What to work on ->
All records below are to be set down exactly, each character intact.

(Data section begins)

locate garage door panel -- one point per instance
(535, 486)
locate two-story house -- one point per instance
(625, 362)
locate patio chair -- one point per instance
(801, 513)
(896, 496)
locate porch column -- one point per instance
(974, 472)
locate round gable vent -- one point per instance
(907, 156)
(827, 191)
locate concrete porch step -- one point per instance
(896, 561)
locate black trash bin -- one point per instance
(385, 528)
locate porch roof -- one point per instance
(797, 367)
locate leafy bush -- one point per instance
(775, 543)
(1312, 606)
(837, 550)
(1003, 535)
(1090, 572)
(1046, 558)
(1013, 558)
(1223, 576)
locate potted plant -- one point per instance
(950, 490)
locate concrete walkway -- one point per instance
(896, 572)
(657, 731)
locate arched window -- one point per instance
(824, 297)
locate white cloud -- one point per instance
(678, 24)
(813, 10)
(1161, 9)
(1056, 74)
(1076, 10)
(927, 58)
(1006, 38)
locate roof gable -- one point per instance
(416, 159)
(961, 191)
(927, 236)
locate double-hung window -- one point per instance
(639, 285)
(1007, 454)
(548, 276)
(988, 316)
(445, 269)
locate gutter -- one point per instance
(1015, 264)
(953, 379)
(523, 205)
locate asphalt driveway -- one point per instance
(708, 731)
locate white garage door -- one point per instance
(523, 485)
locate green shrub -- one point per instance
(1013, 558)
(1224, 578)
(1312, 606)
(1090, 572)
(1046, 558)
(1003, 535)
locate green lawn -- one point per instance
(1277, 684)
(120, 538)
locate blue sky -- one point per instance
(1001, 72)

(Data section ends)

Answer to this problem ->
locate garage door panel -- one point per instance
(535, 486)
locate two-story house -- one point per instance
(625, 362)
locate patio chair -- one point per instance
(801, 513)
(896, 496)
locate porch column -- one point per instance
(974, 472)
locate round gable vent -- one point per instance
(907, 156)
(827, 191)
locate concrete porch step -- one point per instance
(896, 561)
locate black trash bin -- one point per instance
(385, 528)
locate porch roof -- one point per instance
(797, 367)
locate leafy bush -- one point per instance
(775, 543)
(1312, 606)
(837, 550)
(1003, 535)
(1090, 572)
(1046, 558)
(1013, 558)
(1223, 576)
locate potted plant -- one point per instance
(950, 490)
locate concrete walkway -- one point per instance
(896, 572)
(657, 731)
locate arched window -- one point per instance
(824, 297)
locate white cloud -- one point per instance
(678, 24)
(813, 10)
(1161, 9)
(1056, 74)
(1076, 10)
(927, 58)
(1006, 38)
locate roof gable -- one point per instance
(416, 159)
(961, 191)
(927, 236)
locate double-hung window -- one point per instance
(639, 285)
(1007, 454)
(548, 276)
(988, 316)
(445, 269)
locate gutter -- one point per instance
(1015, 264)
(953, 379)
(523, 205)
locate asphalt driveway -- one point per instance
(708, 731)
locate white garage door -- one point per instance
(523, 485)
locate green shrub -- one point per instance
(1013, 558)
(1224, 578)
(1312, 606)
(1090, 572)
(1046, 558)
(1003, 535)
locate green lawn -- one point per instance
(1277, 684)
(120, 538)
locate blue sky -- one point per instance
(1001, 72)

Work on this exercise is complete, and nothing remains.